§ **Passage provided**

>>>

Serving Size: 4
Preparation Time: 2:00
- 2 lb. beef chuck—cubed
- 1/4 cup oil
- 1/2 cup flour
- 1/4 cup oil
- 2 large onions, diced large
- 2 large carrots peeled, diced large
- 2 stalks celery washed, peeled, diced large
- 4 cloves garlic, peeled, diced fine
- 1/2 cup tomato purée
- 12 fl oz beer*
- stock or water—to cover
- 1 lb. Idaho potatoes, peeled—diced large
- salt and pepper
- 1 tbs. cornstarch
- 1/4 cup water, wine or stock
- Toss the beef cubes in oil to coat them lightly, and add the flour, and toss again so the flour will adhere to the meat.
- Heat the second portion of oil in a heavy pan on medium heat, and brown the cubed beef in it. Brown on all sides uniformly. A chef once told me that a slow brown lasts, and I have found this to be true. Use a wooden spoon to stir. Don't let the pot's bottom stick or burn.
- Add the diced vegetables, and brown them a little. Add the garlic and cook it briefly but do not brown it, as it gets bitter.

<<<

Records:
>>>

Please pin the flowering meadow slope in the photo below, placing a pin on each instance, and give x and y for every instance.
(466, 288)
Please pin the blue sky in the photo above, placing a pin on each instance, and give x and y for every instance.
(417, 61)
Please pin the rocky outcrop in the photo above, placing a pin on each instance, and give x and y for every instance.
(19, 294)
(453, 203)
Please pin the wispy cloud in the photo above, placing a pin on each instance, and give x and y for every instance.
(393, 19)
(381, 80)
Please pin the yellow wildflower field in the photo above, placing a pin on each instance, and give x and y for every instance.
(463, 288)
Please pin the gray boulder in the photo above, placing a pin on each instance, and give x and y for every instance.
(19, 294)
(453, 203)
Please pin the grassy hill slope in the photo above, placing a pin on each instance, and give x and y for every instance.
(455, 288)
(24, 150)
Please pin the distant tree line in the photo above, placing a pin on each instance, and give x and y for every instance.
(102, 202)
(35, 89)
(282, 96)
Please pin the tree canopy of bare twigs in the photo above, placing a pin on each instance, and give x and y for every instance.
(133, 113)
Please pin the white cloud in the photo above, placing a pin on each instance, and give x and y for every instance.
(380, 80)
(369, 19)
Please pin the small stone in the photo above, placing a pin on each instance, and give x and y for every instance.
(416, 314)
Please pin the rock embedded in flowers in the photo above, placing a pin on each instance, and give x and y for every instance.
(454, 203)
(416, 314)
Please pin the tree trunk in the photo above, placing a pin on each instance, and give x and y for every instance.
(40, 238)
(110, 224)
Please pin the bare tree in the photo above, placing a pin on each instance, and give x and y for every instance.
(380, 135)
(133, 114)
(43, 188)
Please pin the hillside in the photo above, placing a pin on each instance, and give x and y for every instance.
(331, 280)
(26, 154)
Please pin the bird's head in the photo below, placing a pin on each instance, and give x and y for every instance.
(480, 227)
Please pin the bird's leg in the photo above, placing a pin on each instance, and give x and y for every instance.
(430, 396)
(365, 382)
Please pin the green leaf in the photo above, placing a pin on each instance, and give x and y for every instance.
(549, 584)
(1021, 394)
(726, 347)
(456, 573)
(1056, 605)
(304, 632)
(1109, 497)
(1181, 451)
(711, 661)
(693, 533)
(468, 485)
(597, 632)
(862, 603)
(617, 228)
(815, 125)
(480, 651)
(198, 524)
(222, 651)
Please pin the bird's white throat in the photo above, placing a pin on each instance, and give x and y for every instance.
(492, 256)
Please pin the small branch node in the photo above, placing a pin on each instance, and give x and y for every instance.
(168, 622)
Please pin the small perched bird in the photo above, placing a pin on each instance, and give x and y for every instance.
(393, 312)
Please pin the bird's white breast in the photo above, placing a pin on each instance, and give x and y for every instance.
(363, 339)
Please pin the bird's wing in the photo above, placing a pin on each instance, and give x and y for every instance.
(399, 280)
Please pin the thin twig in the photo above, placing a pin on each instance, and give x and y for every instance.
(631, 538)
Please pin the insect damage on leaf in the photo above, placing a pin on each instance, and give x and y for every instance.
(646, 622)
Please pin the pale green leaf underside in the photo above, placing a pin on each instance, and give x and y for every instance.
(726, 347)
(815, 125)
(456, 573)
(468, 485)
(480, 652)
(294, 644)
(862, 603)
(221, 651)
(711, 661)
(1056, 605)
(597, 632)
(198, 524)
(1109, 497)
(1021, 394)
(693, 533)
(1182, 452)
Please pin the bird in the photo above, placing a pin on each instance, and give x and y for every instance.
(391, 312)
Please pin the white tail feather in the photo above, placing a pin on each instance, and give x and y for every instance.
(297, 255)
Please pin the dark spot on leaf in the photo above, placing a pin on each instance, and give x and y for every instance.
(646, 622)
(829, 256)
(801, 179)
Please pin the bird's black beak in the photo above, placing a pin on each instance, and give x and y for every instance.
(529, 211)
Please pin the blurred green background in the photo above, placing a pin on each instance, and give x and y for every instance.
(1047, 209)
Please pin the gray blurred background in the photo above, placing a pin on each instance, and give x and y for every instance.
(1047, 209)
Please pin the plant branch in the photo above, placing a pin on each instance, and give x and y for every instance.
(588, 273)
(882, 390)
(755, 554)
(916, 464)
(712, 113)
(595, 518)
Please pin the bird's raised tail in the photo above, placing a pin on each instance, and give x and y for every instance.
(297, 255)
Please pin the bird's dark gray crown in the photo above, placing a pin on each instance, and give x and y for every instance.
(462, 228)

<<<

§ **Problem set**
A) Reproduce the portion of the recipe starting with "- Heat the second" and going on through "it gets bitter.".
B) What utensil does the recipe say to use for stirring while the beef browns?
The rows are not needed for this work.

§ **Per-task outputs**
A)
- Heat the second portion of oil in a heavy pan on medium heat, and brown the cubed beef in it. Brown on all sides uniformly. A chef once told me that a slow brown lasts, and I have found this to be true. Use a wooden spoon to stir. Don't let the pot's bottom stick or burn.
- Add the diced vegetables, and brown them a little. Add the garlic and cook it briefly but do not brown it, as it gets bitter.

B) A wooden spoon.